## DOCUMENT EXCERPT
::::::
Necessary and sufficient condition for isomorphism

Hi everyone!

I have the next problem:

$\displaystyle G$ a finit group which has order $\displaystyle n$ and $\displaystyle \varphi:G\rightarrow G$ defined by $\displaystyle \varphi(a)=a^m\;\forall\;a\in G$, I need to find a necessary and sufficient condition so that $\displaystyle \varphi$ is an isomorphism.

Any suggestion?

Thanks in advance!

Re: Necessary and sufficient condition for isomorphism

Quote:

Originally Posted by

**Jagger** Hi everyone!

I have the next problem:

$\displaystyle G$ a finit group which has order $\displaystyle n$ and $\displaystyle \varphi:G\rightarrow G$ defined by $\displaystyle \varphi(a)=a^m\;\forall\;a\in G$, I need to find a necessary and sufficient condition so that $\displaystyle \varphi$ is an isomorphism.

Any suggestion?

Thanks in advance!

__Claim:__

$\displaystyle \varphi:G\rightarrow G$ defined by $\displaystyle \varphi(a)=a^m\;\forall\;a\in G, m > 1$ is an isomorphism iff G is abelian and $\displaystyle (m,n)=1$

$\displaystyle \varphi^p$ will stand for $\displaystyle \varphi$ composed with itself 'p' times. (Naturally $\displaystyle p \in \mathbb{N}$)

**Exercise 1:** Prove that if $\displaystyle \varphi$ is an isomorphism then $\displaystyle \varphi^p$ is an isomorphism too.

Assume $\displaystyle \varphi$ is an isomorphism and you can prove the conditions in two steps:

__Step 1:__

Let $\displaystyle (m,n)=d$. Then write ma + nb = d for some integers a and b (Why can you do this?).

$\displaystyle \varphi^{a}(g) = g^{ma} = g^d$

[Can I do the above step if 'a' is negative?]

**Exercise 2:**What happens, if $\displaystyle d > 1$?

[Hint: Look at $\displaystyle \text{ker}(\varphi^a)$ and rule out this case]

If d=1, we have $\displaystyle \varphi^a(g) = g \implies \varphi^{2a}(g) = g^2$ and,

**Exercise 3:** $\displaystyle \varphi^{2a}$ is a homomorphism iff G is abelian (Prove it!).

__Step 2:__

**Exercise 4:**Verify: If G is abelian and $\displaystyle (m,n)=1$, then $\displaystyle \varphi$ is an isomorphism.

This part is easy. Use the abelian nature to prove the function is a homomorphism and use $\displaystyle ma + nb = 1$ to prove $\displaystyle \text{ker}(\varphi) = {e}$.
::::::
## MATERIAL PROVIDED

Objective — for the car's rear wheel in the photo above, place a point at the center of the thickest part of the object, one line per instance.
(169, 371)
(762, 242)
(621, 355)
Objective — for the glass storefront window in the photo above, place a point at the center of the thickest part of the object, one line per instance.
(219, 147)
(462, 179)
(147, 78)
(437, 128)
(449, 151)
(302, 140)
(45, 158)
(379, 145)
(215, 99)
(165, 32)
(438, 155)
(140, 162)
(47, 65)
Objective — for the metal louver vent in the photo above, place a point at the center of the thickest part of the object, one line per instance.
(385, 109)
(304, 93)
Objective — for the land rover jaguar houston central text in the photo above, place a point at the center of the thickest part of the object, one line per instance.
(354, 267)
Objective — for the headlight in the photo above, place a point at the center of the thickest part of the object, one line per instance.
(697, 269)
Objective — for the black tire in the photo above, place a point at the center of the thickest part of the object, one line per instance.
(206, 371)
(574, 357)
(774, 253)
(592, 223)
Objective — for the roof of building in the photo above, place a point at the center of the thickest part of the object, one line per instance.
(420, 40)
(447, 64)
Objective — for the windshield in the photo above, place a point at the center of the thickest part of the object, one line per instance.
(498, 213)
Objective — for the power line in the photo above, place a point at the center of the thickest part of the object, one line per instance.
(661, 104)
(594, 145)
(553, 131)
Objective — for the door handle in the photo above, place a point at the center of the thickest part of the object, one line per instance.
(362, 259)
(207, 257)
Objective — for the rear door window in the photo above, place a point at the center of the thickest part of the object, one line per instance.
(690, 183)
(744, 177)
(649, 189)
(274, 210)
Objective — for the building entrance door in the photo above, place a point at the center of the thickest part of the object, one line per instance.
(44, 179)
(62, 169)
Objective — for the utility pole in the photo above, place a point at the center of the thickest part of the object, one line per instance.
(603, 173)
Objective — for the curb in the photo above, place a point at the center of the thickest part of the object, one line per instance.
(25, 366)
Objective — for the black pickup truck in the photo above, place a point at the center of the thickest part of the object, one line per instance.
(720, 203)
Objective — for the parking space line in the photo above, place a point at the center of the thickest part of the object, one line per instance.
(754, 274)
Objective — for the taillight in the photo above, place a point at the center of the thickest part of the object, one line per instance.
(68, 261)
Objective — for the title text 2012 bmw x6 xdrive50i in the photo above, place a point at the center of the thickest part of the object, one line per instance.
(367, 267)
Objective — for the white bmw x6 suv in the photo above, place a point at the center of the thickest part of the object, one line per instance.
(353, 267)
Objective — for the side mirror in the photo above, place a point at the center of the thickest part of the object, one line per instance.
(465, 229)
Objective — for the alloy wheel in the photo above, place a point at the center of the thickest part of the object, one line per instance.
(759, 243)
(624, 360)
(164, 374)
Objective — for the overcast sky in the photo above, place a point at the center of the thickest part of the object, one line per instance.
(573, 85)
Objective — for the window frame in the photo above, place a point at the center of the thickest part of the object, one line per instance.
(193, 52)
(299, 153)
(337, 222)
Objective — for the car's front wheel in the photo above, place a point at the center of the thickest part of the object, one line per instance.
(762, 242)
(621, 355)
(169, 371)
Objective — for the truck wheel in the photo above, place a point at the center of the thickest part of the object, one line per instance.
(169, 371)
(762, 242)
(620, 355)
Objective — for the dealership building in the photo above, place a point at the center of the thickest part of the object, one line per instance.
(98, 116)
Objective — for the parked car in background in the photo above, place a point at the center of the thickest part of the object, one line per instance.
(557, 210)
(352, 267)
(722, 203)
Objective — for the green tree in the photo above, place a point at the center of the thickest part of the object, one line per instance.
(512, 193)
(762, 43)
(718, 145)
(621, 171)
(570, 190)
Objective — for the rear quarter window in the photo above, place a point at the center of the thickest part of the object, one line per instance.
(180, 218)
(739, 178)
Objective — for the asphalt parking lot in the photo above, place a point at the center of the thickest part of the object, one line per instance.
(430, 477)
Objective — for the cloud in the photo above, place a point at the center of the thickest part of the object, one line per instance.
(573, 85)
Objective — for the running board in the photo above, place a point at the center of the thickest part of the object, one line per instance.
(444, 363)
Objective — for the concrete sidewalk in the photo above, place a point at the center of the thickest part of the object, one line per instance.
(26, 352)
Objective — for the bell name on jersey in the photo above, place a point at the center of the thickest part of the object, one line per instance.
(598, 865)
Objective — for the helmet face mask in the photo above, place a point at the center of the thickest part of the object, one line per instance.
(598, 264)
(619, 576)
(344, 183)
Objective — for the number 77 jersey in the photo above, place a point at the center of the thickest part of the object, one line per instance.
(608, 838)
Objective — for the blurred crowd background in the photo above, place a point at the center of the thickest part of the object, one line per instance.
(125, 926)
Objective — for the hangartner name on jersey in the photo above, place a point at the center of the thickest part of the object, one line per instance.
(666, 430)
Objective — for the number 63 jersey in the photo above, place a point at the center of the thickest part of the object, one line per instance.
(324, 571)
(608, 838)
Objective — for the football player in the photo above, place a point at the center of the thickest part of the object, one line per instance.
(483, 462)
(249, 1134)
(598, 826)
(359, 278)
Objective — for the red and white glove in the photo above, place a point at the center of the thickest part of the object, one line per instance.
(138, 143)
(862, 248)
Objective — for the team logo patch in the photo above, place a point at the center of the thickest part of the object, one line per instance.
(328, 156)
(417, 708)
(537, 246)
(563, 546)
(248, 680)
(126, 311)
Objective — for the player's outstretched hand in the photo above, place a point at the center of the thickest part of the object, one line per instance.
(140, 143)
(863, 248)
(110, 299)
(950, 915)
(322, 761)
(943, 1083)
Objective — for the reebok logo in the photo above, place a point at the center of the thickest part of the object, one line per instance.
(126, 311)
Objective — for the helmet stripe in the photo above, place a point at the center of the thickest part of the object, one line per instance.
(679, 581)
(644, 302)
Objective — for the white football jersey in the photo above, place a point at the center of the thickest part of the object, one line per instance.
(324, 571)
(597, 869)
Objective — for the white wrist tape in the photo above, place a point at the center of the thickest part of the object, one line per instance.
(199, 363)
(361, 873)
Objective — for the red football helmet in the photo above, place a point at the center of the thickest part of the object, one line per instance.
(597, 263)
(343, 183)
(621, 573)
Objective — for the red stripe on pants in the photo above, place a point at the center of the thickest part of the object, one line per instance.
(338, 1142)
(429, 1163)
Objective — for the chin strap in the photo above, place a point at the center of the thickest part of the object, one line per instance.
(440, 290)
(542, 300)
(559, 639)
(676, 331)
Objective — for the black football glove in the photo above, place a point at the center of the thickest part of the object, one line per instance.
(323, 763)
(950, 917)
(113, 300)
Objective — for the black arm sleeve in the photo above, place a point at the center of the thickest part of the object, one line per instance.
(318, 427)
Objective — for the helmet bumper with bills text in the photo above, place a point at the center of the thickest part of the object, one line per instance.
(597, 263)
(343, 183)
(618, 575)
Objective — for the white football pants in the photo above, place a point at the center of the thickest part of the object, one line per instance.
::::::
## EXERCISE INSTRUCTIONS
In the forum thread on the power map $\varphi(a)=a^m$, what two conditions does the reply claim are necessary and sufficient for $\varphi$ to be an isomorphism?

## ANSWER TO THIS TASK
G must be abelian and $(m,n)=1$.